Ein Symbol in der südwestdeutschen Fasnachtslandschaft
Über den Ursprung des Brauchs, einen Narrenbaum zu stellen (oder „zu setzen“), gibt es unterschiedliche Theorien.
Nach Dr. Mezger ist er möglicherweise auf das „Blockziehen“ zurückzuführen, einem Brauch, der bereits für das 15. Jh. urkundlich belegt ist. Dabei handelte es sich um einen Spottumzug, bei dem die unverheirateten Mädchen und die alten Jungfern einen Baumstamm durch die Straßen ziehen mussten, aus dem sich vielleicht ein Mann für sie schnitzen ließe. Eine andere Theorie sieht die Vorläufer der heutigen Narrenbäume in einem Brauch der Metzger, der ebenfalls auf das 15. Jh. zurückgeht. Diese hatten bei ihrem Fasnachtstanz anlässlich der bevorstehenden Fastenzeit kleine geschmückte Bäumchen mit sich getragen.
Auch bezüglich der Symbolik gibt es verschiedene Auslegungen; so z.B. der Narrenbaum als Abwand-lung des biblischen Baumes der Erkenntnis von Gut und Böse im Paradies, oder der Narrenbaum als Symbol des Unsinnigen / Närrischen (wer sonst setzt einen Baum ohne Wurzeln, als die Narren !!).
◇ ◇ ◇
= Aufgabe =
Prüfe anhand des Textauszugs zum Narrenbaum, ob die Aussagen (a), (b) und (c) zutreffen, und antworte jeweils mit Ja oder Nein samt den entscheidenden Worten des Textauszugs als wörtlichem Zitat. (a) Das Blockziehen ist bereits für das 15. Jahrhundert urkundlich nachgewiesen. (b) Die Metzger trugen bei ihrem Fasnachtstanz große, ungeschmückte Bäume. (c) Zum Ursprung des Narrenbaum-Brauchs gibt es nur eine einzige Theorie. Die Datensätze sind eigenständiges Material und haben mit dem Textauszug nichts zu tun.

= Gegebene Datensätze =
◇ ◇ ◇
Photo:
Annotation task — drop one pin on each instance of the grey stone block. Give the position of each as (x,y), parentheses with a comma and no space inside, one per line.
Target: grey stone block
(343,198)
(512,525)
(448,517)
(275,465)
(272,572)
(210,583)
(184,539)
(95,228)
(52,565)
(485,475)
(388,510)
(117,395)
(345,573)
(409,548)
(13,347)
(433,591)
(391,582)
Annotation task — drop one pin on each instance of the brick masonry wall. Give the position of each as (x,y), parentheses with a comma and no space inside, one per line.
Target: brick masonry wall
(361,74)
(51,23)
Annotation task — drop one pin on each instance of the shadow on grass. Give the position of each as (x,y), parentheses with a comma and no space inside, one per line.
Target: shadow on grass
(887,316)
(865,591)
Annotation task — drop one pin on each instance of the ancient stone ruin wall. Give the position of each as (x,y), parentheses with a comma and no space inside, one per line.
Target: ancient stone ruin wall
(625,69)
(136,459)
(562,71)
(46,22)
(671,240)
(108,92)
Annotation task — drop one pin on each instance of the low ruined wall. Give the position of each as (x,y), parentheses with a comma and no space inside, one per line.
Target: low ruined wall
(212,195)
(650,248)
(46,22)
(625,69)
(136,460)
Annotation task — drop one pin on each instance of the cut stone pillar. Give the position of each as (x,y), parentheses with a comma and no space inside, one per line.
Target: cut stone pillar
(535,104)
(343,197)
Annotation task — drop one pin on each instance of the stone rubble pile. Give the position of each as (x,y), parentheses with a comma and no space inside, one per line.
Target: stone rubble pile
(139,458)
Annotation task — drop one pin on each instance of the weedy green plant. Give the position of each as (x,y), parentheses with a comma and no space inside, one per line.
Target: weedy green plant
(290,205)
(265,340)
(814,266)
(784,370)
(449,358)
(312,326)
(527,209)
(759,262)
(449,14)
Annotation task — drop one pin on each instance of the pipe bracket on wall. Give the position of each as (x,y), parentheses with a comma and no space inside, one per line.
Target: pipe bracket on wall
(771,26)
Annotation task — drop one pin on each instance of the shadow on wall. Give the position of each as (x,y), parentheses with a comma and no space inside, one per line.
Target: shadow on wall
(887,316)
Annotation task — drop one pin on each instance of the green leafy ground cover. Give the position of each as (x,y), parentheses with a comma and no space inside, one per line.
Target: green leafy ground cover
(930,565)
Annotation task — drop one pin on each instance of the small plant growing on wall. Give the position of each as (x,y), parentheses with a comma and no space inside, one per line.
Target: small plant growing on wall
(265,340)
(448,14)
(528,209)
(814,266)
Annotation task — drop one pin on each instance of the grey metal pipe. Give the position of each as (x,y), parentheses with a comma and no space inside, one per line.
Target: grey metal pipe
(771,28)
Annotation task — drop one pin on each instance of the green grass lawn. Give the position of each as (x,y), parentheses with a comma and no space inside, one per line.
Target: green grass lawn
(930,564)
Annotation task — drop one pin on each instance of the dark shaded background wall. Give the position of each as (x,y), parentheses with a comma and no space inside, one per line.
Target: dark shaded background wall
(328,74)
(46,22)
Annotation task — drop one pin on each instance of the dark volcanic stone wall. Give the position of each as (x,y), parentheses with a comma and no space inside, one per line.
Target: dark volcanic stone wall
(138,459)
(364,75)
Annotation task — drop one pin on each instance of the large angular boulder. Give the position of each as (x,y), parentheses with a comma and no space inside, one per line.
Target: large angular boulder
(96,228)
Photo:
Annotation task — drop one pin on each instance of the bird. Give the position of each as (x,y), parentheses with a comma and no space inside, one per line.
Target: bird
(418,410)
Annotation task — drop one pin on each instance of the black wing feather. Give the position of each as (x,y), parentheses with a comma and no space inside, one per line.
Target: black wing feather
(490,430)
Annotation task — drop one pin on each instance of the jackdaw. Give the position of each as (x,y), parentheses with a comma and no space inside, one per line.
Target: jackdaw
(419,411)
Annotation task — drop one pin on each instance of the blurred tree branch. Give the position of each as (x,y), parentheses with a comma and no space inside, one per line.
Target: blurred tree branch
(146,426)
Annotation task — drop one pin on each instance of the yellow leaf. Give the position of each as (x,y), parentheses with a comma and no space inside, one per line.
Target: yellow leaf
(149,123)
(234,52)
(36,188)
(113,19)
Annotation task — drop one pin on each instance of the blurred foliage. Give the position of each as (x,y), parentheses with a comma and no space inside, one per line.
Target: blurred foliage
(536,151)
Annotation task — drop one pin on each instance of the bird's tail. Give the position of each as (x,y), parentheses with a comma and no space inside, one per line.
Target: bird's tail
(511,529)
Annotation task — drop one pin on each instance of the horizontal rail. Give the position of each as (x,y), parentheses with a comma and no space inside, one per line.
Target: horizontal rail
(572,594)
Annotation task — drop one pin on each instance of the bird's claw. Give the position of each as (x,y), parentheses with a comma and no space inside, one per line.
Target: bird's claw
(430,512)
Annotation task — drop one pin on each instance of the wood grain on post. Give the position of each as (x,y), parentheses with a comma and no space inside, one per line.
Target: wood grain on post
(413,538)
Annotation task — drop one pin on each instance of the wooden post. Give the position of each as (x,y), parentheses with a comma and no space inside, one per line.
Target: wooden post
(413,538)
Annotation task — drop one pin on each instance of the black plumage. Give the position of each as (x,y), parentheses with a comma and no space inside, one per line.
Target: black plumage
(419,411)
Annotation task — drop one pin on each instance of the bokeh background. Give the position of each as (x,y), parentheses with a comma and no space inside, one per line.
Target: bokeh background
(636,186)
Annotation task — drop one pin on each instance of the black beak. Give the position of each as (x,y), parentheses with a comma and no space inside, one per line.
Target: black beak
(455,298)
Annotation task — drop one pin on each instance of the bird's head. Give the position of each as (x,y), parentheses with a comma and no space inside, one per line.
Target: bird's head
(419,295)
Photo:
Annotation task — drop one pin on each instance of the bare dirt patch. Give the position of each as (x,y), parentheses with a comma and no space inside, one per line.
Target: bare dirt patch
◇ ◇ ◇
= Lösung =
(a) Ja: „einem Brauch, der bereits für das 15. Jh. urkundlich belegt ist“
(b) Nein: „kleine geschmückte Bäumchen mit sich getragen“
(c) Nein: „gibt es unterschiedliche Theorien“